Content starts

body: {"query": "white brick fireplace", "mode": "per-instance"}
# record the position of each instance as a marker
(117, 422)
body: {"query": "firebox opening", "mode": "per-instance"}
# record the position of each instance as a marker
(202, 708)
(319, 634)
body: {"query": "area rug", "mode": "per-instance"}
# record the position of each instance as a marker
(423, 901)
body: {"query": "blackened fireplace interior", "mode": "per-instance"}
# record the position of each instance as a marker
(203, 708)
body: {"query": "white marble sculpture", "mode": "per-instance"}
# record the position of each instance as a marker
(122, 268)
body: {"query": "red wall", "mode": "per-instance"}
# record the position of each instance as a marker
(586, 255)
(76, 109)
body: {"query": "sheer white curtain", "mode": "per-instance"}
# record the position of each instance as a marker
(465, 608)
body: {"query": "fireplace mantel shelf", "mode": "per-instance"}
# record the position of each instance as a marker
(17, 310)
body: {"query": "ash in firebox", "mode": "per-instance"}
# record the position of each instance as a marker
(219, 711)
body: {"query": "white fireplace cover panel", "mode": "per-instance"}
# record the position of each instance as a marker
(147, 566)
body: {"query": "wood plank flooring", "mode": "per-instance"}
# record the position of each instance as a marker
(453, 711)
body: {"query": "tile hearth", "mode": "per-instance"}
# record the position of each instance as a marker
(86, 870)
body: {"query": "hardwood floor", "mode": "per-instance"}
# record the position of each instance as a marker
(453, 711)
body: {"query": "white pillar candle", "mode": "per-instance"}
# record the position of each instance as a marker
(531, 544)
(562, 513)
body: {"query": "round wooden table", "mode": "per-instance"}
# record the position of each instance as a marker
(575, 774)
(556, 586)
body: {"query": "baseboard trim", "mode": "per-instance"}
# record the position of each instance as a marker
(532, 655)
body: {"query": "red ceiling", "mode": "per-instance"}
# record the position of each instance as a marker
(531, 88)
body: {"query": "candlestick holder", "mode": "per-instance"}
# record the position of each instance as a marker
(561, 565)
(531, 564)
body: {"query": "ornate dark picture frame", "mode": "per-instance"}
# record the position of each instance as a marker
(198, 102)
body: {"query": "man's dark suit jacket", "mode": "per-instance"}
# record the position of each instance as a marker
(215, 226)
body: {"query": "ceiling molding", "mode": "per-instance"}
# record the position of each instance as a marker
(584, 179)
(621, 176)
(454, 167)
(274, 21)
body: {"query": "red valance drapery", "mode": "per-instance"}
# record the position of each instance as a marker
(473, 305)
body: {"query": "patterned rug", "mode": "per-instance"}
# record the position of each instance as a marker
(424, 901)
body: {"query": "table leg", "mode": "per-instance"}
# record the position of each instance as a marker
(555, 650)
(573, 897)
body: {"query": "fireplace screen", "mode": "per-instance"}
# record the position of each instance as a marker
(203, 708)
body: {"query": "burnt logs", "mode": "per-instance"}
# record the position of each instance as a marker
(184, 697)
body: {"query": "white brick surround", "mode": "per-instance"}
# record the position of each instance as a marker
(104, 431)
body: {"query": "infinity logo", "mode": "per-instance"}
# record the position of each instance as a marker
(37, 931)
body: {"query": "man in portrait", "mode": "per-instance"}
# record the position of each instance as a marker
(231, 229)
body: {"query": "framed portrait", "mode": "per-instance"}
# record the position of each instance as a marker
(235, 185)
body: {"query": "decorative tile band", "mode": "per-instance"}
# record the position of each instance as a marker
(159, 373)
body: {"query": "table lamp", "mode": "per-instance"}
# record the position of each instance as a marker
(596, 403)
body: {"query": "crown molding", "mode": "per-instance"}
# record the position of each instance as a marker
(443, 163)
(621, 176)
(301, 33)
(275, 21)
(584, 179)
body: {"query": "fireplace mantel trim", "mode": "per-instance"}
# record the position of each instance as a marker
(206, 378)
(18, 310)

Content ends

* _WHAT IS BEING ASKED_:
From the records above, copy each line where the word "table" can be found.

* _WRITTEN ANSWER_:
body: {"query": "round wooden table", "mode": "per-instance"}
body: {"query": "table leg", "mode": "per-instance"}
body: {"query": "table lamp", "mode": "per-instance"}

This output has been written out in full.